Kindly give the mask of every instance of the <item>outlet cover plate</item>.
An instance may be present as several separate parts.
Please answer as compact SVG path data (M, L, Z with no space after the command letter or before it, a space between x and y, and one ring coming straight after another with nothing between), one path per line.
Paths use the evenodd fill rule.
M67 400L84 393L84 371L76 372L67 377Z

· · · ·

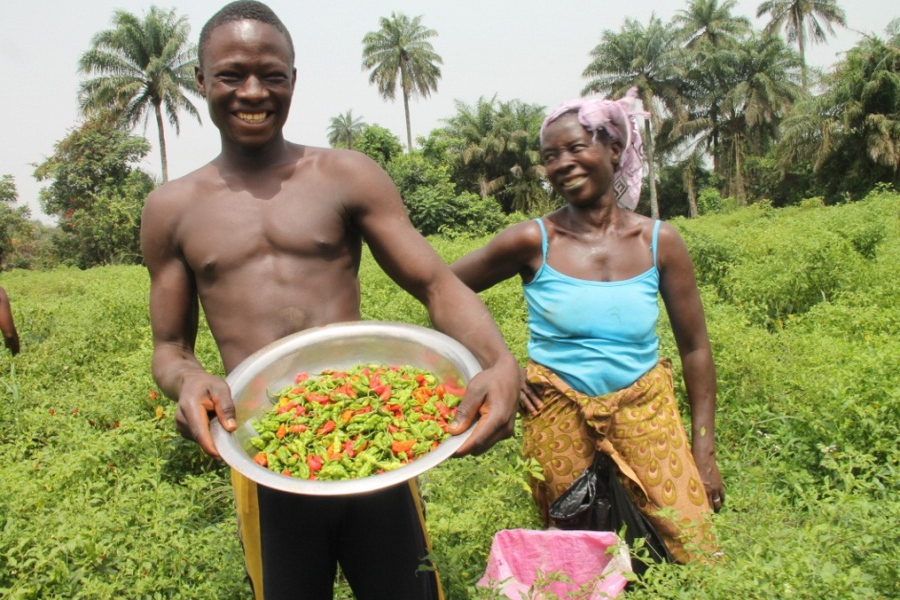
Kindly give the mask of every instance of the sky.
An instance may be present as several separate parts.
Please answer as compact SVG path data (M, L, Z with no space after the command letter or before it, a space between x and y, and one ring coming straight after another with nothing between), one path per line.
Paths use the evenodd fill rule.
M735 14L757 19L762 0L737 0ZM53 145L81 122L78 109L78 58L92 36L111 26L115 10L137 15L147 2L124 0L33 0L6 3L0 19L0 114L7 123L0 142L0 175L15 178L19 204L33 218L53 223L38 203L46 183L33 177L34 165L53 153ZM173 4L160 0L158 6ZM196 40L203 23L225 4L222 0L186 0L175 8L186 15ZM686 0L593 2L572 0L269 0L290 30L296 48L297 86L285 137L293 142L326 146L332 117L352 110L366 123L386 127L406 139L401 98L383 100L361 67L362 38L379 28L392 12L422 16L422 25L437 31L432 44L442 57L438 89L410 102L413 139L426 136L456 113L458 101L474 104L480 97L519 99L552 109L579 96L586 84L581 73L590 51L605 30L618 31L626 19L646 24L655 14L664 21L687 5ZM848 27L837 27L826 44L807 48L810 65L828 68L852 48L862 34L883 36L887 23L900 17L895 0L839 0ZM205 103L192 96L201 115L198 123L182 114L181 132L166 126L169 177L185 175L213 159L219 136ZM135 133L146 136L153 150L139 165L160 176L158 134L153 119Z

· · · ·

**Task directions**
Whenever a line of the data holds the string "mask", pick that line out.

**Response below**
Kindly give the mask of every instance of the <item>outlet cover plate</item>.
Kindly give the mask of every instance of the sky.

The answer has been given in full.